----- 本文

文鮮明先生のみ言集
訓教経(上)


幸福な群れ

一九六〇年五月一日
韓国前本部教会 『文鮮明先生み言選集第九巻』


 きょうは「幸福な群れ」という題目をもってお話しします。

◆不幸な人間

 今日、数多くの人間は幸福になることを望んでいます。きょう皆さんがここを訪ねたのも、今生きている以上の幸福のためです。言い換えれば、日常の生活的な幸福を超えて、心情の世界と因縁を結ぶために訪ねてきたのです。きょうよりはあす、あすよりはあさって、今年よりは来年、一つの生涯を越えて永遠に幸福であることを待ち焦がれるのが、私たち人間の欲求です。

 神様がいらっしゃるとするなら、その神様は、被造物がどうすることを願われたでしょうか。神様のいらっしゃる所に、その造られたものも共にあることを願われ、神様が喜べば、その造られたものも共に喜ぶことを願われ、神様が幸福ならば、その造られたものもやはり共に幸福であることを願われました。このような立場で、あらゆる被造物を造られたのです。

----------
----- データ

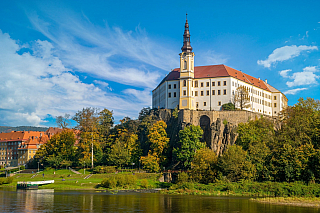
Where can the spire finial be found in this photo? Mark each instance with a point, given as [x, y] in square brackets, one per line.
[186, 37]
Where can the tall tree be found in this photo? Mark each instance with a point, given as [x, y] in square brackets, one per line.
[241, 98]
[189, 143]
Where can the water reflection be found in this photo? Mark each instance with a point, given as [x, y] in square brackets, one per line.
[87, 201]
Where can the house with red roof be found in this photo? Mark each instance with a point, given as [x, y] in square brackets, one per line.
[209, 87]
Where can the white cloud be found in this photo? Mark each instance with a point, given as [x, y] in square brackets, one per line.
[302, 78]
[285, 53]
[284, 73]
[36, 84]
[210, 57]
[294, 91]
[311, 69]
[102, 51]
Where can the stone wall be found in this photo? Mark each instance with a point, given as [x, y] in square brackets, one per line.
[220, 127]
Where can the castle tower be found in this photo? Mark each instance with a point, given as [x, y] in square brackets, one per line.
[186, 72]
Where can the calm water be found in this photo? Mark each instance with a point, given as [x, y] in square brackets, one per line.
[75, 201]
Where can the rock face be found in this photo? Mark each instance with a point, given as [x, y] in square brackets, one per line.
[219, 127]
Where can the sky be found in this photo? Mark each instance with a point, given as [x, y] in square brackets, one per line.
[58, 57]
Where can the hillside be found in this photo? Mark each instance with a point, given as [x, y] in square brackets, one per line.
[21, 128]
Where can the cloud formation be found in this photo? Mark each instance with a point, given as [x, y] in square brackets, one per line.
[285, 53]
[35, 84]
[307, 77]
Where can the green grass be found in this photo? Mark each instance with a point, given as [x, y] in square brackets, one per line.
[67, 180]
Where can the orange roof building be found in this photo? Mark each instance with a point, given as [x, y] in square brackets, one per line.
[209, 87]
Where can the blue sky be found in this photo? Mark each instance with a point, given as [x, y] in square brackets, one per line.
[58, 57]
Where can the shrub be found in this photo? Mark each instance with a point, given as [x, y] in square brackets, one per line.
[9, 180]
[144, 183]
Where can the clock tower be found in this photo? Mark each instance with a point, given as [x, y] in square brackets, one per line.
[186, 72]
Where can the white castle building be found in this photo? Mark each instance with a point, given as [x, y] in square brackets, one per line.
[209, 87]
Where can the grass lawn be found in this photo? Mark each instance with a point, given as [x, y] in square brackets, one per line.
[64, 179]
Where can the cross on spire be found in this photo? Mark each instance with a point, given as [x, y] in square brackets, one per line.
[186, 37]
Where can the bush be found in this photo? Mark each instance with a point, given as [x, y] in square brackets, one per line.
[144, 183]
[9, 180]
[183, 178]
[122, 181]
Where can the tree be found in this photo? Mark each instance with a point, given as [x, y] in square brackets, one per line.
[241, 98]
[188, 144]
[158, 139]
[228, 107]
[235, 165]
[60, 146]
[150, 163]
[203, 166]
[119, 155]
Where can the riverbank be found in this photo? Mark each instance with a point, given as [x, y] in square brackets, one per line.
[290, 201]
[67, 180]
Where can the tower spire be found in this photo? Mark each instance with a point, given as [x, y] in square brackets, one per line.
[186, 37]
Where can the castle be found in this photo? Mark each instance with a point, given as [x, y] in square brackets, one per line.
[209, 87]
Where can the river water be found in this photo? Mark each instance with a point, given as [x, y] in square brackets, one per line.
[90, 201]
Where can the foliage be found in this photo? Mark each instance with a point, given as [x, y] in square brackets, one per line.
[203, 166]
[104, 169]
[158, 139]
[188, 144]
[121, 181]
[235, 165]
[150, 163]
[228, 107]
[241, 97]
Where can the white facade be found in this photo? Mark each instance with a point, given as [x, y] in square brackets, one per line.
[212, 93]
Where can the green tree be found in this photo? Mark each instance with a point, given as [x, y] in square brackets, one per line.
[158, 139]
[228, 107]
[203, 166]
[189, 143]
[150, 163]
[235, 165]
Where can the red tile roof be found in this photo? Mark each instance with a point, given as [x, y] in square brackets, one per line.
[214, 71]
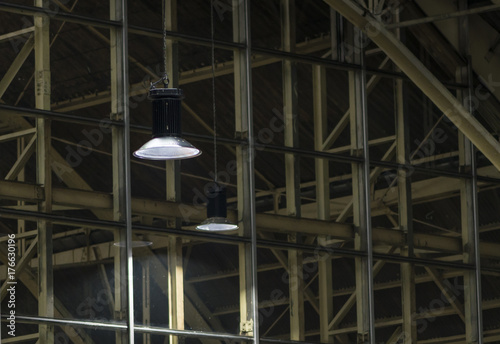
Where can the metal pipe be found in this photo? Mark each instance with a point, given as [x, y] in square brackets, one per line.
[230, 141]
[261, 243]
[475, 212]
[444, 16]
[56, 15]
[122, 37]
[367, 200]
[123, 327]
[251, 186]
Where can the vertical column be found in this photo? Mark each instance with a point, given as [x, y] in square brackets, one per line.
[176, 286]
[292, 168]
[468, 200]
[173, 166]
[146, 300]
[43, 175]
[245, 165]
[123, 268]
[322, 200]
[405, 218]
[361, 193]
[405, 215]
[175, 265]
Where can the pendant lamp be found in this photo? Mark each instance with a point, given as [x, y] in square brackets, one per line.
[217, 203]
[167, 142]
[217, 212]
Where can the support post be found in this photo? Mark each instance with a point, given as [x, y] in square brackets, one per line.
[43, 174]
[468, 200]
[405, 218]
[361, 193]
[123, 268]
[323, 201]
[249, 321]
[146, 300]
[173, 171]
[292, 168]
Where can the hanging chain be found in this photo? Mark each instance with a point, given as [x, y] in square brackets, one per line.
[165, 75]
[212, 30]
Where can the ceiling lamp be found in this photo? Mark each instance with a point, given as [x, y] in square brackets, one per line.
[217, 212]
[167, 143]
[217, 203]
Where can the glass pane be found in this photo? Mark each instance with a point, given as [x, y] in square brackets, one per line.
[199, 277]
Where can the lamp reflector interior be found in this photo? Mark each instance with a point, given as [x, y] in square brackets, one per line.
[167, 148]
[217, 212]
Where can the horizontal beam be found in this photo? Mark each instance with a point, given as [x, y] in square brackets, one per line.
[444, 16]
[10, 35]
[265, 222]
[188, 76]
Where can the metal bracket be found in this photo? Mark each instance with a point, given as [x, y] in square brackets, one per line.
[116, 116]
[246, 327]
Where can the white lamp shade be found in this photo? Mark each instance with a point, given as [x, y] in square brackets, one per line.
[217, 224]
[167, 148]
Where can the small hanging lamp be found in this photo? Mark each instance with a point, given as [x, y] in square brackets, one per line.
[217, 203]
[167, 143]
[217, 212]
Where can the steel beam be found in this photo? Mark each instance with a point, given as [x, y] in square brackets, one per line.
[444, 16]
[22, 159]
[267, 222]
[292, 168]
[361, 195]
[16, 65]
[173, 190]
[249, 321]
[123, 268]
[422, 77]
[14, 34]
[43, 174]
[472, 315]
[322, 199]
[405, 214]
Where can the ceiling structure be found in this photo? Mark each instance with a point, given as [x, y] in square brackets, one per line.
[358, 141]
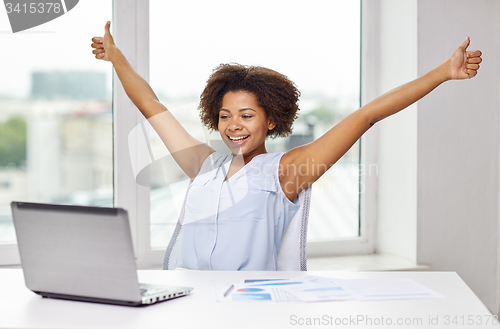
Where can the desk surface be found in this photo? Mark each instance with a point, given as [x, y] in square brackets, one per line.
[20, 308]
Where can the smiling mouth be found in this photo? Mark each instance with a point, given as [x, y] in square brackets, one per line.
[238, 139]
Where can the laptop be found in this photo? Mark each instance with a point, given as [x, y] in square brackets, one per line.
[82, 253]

----------

- 課題の目的
本文の「きょうは「幸福な群れ」という題目をもってお話しします。」から「ゆる被造物を造られたのです。」までを、両端の語句も含めて一字も変えずに書き写しなさい。 このリストは本文とは関係がない。

- 解答
きょうは「幸福な群れ」という題目をもってお話しします。

◆不幸な人間

 今日、数多くの人間は幸福になることを望んでいます。きょう皆さんがここを訪ねたのも、今生きている以上の幸福のためです。言い換えれば、日常の生活的な幸福を超えて、心情の世界と因縁を結ぶために訪ねてきたのです。きょうよりはあす、あすよりはあさって、今年よりは来年、一つの生涯を越えて永遠に幸福であることを待ち焦がれるのが、私たち人間の欲求です。

 神様がいらっしゃるとするなら、その神様は、被造物がどうすることを願われたでしょうか。神様のいらっしゃる所に、その造られたものも共にあることを願われ、神様が喜べば、その造られたものも共に喜ぶことを願われ、神様が幸福ならば、その造られたものもやはり共に幸福であることを願われました。このような立場で、あらゆる被造物を造られたのです。